→ EXERCISE REQUIREMENTS
In the article below about a former JPMorgan trader's hedge fund, list the kinds of commodities the new fund was started to invest in.

Former JPMorgan Chase & Co. trader Damien Bombell, who left when the bank closed a unit that bet on commodities last year, started a hedge fund to invest in metals, grains and energy.

The Strand Global Macro Fund began investing this year with money provided by Bombell and his partners, he said in a telephone interview. The fund plans to start trading with capital from outside clients in January, and is seeking to have at least $200 million under management, he said.

“The reason why people should invest in strategies like mine is that we are not in an investing environment anymore,” he said in an Oct. 7 interview. “For the next five to 10 years, we are likely to be in a very disjointed market place, where politicians lurch from one crisis to another. You need tactical traders and people who are mentally flexible.”

Bombell, 39, left JPMorgan in November 2010 after the New York-based company told him and other members of the commodities proprietary trading desk it would shut down the unit to comply with U.S. rules that prevent banks from using their own money to wager on markets. He joins traders from firms including Goldman Sachs Group Inc., Citigroup Inc. and Morgan Stanley who’ve left to join or start hedge funds after the Volcker rule restricted risk-taking by banks following the collapse of Lehman Brothers Holdings Inc. and Bear Stearns Cos. in 2008.

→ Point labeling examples
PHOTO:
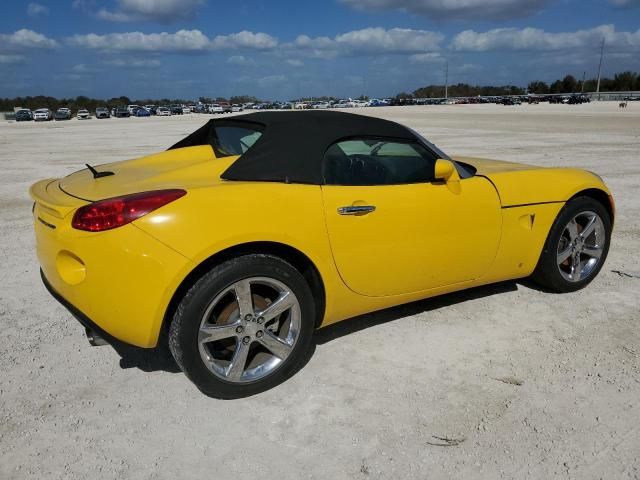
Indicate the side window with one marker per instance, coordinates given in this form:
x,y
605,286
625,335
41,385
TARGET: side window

* * *

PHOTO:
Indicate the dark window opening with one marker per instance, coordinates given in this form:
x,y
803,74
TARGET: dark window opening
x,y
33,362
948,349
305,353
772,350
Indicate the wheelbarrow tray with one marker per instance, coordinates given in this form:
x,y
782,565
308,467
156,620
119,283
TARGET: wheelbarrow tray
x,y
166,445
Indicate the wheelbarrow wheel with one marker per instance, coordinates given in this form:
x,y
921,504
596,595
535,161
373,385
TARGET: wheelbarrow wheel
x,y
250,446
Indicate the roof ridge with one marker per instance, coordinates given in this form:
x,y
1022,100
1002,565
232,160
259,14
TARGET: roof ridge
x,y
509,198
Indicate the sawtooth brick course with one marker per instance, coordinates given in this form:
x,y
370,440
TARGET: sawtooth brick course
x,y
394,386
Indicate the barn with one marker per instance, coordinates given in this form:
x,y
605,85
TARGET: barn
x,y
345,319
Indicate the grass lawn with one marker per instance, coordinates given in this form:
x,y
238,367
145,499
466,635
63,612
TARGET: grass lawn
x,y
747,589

→ SOLVED PROBLEM
Metals, grains and energy.